Credit: Pixabay
Big data’s crucial role for future of ecology and conservation
New research published in Nature Ecology & Evolution from the Department of Zoology at Oxford University aims to show how big data can be used as an essential tool in the quest to monitor the planet’s biodiversity.
A research team from 30 institutions across the world, involving Oxford University’s Associate Professor in Ecology, Rob Salguero-Gómez, has developed a framework with practical guidelines for building global, integrated and reusable Essential Biodiversity Variables (EBV) data products.
They identified a ‘void of knowledge due to a historical lack of open-access data and a conceptual framework for their integration and utilisation'. In response the team of ecologists came together with the common goal of examining whether it is possible to quantify, compile, and provide data on temporal changes in species traits to inform national and international policy goals.
These goals, such as the Sustainable Developmental Goals (SDG) of the United Nations, have become fundamental in shaping global economic investments and human actions to preserve and protect nature and its ecoservices.
Essential Biodiversity Variables (EBVs) have been proposed as ideal measurable traits for detecting changes in biodiversity. Yet, the researchers say, little progress has been made to empirically estimate how EBVs in fact change through time at the regional and global scales.
To overcome this, Rob Salguero-Gómez and his international collaborators have developed a framework with practical guidelines for building global, integrated and reusable EBV data products of species traits. This framework will greatly aid in the monitoring of species trait changes in response to global change and human pressures, with the aim to use species trait information in national and international policy assessments.
Salguero-Gómez says: 'We have for the first time synthesised how species trait information can be collected (specimen collections, in-situ monitoring, and remote sensing), standardised (data and metadata standards), and integrated (machine-readable trait data, reproducible workflows, semantic tools and open access licenses).'
This latest review provides a perspective on how species traits can contribute to assessing progress towards biodiversity conservation and sustainable development goals. The researchers believe that big data is one of the keys to address the global and societal problems from security food, to preventing ecoservice loss, or effects of climate change.
They say that the operationalization of this idea will require substantial financial and in-kind investments from universities, research infrastructures, governments, space agencies and other funding bodies. ‘Without the support of the Max Planck Institute for Demographic Research, NERC, Oxford, and the open-access mentality of hundreds of population ecologists, our work with COMPADRE & COMADRE would not have been possible,’ says Salguero-Gómez.
The integration of trait data to address global questions in ecology, evolution, and conservation biology is one of the main themes in Salguero-Gómez’ research group, the SalGo Lab.
This work was funded primarily by the Horizon 2020 project GLOBIS-B of the European Commission.

List of tasks:
1 – In the article on big data and biodiversity, which project mainly funded the work?
2 – According to the article on big data and biodiversity, why did Rob Salguero-Gómez and his collaborators develop their framework for EBV data products? Answer in one to three sentences.

[Referring expression data]
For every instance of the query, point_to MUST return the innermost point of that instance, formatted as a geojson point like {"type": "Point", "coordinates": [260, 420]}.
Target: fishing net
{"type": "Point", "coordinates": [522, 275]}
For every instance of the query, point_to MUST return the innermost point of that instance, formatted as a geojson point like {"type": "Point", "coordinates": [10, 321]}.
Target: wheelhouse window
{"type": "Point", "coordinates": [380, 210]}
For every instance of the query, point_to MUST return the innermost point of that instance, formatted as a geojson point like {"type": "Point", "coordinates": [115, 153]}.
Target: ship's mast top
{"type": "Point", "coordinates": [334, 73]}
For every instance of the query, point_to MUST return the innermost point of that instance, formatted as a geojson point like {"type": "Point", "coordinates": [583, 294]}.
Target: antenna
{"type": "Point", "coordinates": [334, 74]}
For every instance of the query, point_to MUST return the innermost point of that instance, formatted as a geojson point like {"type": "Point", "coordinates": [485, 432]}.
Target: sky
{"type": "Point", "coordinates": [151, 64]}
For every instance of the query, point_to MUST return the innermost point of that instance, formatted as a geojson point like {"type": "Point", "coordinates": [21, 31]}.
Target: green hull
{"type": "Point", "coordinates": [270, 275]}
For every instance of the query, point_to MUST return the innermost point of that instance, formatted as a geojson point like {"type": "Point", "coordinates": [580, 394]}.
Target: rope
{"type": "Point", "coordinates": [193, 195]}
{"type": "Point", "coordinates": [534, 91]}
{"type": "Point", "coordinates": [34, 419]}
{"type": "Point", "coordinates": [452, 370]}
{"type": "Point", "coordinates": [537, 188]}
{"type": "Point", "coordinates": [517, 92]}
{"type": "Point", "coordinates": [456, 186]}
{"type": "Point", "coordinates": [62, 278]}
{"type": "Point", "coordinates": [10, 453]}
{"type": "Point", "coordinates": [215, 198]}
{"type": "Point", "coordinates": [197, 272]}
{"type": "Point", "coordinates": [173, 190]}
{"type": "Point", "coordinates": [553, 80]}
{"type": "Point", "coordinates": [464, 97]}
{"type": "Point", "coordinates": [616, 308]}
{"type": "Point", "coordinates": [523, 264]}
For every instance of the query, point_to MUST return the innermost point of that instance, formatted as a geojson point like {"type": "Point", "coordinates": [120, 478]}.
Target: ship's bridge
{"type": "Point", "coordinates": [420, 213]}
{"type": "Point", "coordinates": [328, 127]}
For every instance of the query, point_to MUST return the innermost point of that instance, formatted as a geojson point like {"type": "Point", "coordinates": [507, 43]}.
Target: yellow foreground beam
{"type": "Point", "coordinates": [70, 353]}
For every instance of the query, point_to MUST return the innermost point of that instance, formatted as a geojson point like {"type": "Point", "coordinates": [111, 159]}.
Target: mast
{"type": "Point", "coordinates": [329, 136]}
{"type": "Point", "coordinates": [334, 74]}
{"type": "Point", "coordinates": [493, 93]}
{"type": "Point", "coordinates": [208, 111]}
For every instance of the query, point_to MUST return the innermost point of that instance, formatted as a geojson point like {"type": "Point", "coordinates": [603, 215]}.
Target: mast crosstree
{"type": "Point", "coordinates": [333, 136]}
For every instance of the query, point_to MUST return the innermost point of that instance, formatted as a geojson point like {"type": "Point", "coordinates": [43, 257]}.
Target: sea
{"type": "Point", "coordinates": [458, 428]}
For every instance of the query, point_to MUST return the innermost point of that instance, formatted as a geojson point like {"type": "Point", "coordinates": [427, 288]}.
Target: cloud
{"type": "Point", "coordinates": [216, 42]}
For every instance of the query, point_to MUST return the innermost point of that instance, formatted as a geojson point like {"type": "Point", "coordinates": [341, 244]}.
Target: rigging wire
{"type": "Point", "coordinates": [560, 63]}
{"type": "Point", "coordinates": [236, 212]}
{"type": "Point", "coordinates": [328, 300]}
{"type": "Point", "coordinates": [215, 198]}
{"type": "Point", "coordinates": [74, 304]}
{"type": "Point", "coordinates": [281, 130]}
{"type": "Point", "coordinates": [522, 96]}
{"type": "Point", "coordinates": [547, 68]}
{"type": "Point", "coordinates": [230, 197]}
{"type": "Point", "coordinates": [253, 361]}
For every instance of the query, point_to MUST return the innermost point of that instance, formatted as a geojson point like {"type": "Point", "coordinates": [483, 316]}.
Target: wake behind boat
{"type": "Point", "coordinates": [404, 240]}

Answers provided:
1 – The European Commission's Horizon 2020 project GLOBIS-B.

2 – Little progress had been made in empirically estimating how Essential Biodiversity Variables actually change through time at regional and global scales, and the framework was developed to overcome this. It is meant to aid the monitoring of species trait changes in response to global change and human pressures, so that species trait information can be used in national and international policy assessments.